_Passage_:

Greene in Missouri
Remembering how beauty feeds our souls
by Mark Forrester
Mark Forrester is the author of Above, Not Up, a mathematical fantasy novel for teens that released with Bandersnatch Books in November 2024. He teaches at a classical high school in Spokane, Washington. While he has taught literature, history, theology, and science, he particularly enjoys teaching mathematics in the classical mode, and one of his favorite tutorials is exploring the possibilities of a fourth spatial dimension. He currently lives near Spokane with his wife and children. Mark serves as an officer in the Army National Guard and a volunteer firefighter. We’re pleased to welcome him to the Bandersnatch Newsletter today:
We had a few minutes before we left for the range, so I asked my bunkmate to watch my weapon, slipped a small pale envelope under my shirt and into my waistband, and casually walked to the bathroom–the one place off limits to drill sergeants. Once the stall lock was fastened, I could breathe easy and unfold the handwritten letter from Julia, a dear friend back home. This had become a daily ritual for me since I received the letter, so I knew the contents well. What my eyes quickly searched for were not the life updates or the reports on our coworkers’ new quirks, but three block quotations embedded into the text, passages from Graham Greene’s novel The End of the Affair.
Before leaving for Army Basic Combat Training, Julia and I had swapped book recommendations for the summer; I was to read Vanauken’s A Severe Mercy*, and she The End of the Affair. From her letter, it was clear that she was as taken with Greene’s prose as I was. There’s no way she could have known that the inclusion of those quotations would help sustain me in a manner that the high-calorie mass-produced meals couldn’t. If someone would have asked me how many excerpts Julia had sent me, I would have guessed at least a dozen, but, after digging up the letter buried deep in an unmarked box, I was surprised to find that she only included three. I suppose to a starving man, a few scraps can feel like a feast. One of the texts she included was lifted from Book II, Chapter 1 of the novel:
The sense of unhappiness is so much easier to convey than that of happiness. In misery we seem aware of our own existence, even though it may be in the form of a monstrous egotism: this pain of mine is individual, this nerve that winces belongs to me and to no other. But happiness annihilates us: we lose our identity.
Rereading and rereading this passage until I could mentally recite it on a long ruck march or uncomfortable transport in a cattle trailer gave me fodder for meditation, something to think about beyond my pain, my fatigue, my aches; in short it gave me something to focus on that is outside of myself, which is in essence a small act of love. My daily retreats to the bathroom stall to read a few quotations gave me more than a break from the physical demands of training; these small brushes with beauty reminded me briefly of what it means to be human, that there are higher things that we hunger and thirst for, that man does not live on MREs* alone.

_Exercise data_:
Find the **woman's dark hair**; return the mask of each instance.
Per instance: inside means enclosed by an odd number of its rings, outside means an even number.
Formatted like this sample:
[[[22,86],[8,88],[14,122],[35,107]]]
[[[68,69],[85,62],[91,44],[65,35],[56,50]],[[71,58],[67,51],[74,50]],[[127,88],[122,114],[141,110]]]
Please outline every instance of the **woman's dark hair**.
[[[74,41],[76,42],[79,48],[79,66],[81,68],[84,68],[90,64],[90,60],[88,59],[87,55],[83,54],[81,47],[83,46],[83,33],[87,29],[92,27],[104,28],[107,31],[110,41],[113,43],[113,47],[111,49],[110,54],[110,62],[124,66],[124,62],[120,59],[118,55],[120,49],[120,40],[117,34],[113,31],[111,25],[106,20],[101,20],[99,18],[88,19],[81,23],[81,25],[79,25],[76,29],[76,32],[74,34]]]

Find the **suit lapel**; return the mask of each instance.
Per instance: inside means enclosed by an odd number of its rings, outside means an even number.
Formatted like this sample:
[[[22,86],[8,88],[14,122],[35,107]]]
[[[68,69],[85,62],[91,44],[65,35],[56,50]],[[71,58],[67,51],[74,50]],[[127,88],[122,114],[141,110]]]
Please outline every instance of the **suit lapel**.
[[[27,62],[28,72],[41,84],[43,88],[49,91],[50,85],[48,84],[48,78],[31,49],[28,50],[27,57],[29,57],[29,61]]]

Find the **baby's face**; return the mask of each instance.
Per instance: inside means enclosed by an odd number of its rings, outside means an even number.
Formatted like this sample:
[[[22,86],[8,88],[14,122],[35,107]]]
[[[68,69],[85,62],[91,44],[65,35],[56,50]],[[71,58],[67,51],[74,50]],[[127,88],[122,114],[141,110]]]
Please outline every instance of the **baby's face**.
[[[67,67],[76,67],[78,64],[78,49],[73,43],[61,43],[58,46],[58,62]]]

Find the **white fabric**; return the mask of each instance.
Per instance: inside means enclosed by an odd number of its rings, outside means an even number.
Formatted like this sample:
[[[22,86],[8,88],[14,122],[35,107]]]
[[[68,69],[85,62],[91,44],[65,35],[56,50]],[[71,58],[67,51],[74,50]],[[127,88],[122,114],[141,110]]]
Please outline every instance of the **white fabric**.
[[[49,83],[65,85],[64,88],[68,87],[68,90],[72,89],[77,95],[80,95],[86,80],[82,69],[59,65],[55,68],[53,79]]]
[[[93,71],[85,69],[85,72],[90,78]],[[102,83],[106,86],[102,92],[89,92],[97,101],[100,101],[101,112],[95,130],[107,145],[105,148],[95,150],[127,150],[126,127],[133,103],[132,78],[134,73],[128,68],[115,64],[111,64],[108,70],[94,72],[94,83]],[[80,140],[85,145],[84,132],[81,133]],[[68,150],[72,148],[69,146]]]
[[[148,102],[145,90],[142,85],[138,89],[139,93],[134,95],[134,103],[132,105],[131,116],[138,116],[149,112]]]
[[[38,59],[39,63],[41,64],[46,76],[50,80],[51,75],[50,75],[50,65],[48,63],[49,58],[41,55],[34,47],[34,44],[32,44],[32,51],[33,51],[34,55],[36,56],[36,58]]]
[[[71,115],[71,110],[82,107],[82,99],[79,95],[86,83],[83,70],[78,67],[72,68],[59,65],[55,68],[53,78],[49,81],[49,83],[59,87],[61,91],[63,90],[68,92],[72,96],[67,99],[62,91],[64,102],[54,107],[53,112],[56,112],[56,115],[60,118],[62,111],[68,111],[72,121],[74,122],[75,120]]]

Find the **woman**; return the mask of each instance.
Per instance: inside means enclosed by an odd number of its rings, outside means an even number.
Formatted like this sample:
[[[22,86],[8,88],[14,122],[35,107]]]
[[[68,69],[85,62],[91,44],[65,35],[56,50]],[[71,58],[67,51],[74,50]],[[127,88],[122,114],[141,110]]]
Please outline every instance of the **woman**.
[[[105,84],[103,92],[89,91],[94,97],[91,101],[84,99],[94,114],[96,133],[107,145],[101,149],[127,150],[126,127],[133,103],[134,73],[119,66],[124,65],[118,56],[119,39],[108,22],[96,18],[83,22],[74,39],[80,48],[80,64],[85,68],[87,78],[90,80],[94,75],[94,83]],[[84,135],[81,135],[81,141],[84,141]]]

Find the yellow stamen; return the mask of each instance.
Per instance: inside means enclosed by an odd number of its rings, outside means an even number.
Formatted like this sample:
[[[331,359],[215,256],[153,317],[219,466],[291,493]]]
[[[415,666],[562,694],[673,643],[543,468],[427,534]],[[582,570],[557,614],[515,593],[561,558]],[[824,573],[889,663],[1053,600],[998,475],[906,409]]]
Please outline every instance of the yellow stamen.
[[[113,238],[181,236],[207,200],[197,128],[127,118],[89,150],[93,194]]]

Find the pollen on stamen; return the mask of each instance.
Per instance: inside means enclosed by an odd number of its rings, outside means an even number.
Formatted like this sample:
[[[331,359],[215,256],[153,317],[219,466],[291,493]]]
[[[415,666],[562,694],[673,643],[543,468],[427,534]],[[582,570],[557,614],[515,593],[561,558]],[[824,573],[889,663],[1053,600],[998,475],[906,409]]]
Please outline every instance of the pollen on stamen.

_Required tasks_:
1. List every book mentioned by title in the Greene essay.
2. Pick up the Greene essay after its last sentence and keep writing.
The records come from a separate source and are unrelated to the Greene essay.

_Per-task outputs_:
1.
Above, Not Up
The End of the Affair
A Severe Mercy

2.
These experiences of stealing glimpses into something beautiful intimates a perennial truth, that, beyond our biological needs, we cannot help but desire something immaterial to elevate and transfigure our existence. As a deer pines for running streams, so do we strive to transcend a purely physical existence.
I am grateful for the time I spent in Basic Training for highlighting how much I need beauty in my life, even if it came at the price of being radically cut off from any kind of art for ten weeks, except those snatches of beauty from Greene’s work. What irks me now, however, is that, in the years since I sweated off my sedentary flab in that humid state, I have not felt that hunger with the same level of acuity. I wish I could say that I’ve maintained a healthy diet of art, poetry, music, and literature, but I know that, succumbing to my workaholic demons, I have gone weeks without a minute of rich prose or an iambic line. I have swapped marching in formation for grading tests and papers, marksmanship drills for changing diapers, and the never ending task of cleaning the barracks with the never ending task of sweeping the crumbs from the kitchen floor, and yet I don’t feel like I’m starving.
I suspect that, in an environment not punctuated by obstacle courses and midnight fire guard duty, I am able to numb my hunger with scrolling or mindless streaming. Without a personal drill sergeant to keep me fit, something worse, though still personalized, fills the void to distract me, which brings to mind one of the other quotations from Greene:
I have never understood why people who can swallow the enormous improbability of a personal God boggle at a personal Devil. I have known so intimately the way that demon works in my imagination… I can imagine that if there existed a God who loved, the devil would be driven to destroy even the weakest, the most faulty imitation of that love. Wouldn’t he be afraid that the habit of love might grow, and wouldn’t he try to trap us all into being traitors, into helping him extinguish love? If there is a God who uses us and makes his saints out of such material as we are, the devil too may have his ambitions. (Book II, Chapter 2)
My natural desire for transcendent beauty can be unwittingly masked, neglected, or forgotten if I’m not careful. If only I could now have a drill sergeant hounding me at all hours, not ordering me to the position of attention or the front-leaning-rest, but to a posture of contemplation. I need something to shake off my personal devil and incline my ear to my better angel who will remind me that I am made to love and be loved, that I am made for beauty, to avoid complacency, to shun screens, and to find meaning in the monotonous and mundane. For now I hope that I’ll be able to maintain the discipline of carving out time for beautiful things even when the tyranny of the urgent demands I be productive, to feast whenever I can on what my soul needs even if it’s only a few excellently written lines, and to make a place to sit down and be quiet* even if it is at times a bathroom stall in Missouri.
* I would have taken this book with me to Basic Training, but instead took a treatise on mathematics which was promptly confiscated by the cadre as soon as I arrived in Fort Leonard Wood. I imagine the fate would have been the same for A Severe Mercy.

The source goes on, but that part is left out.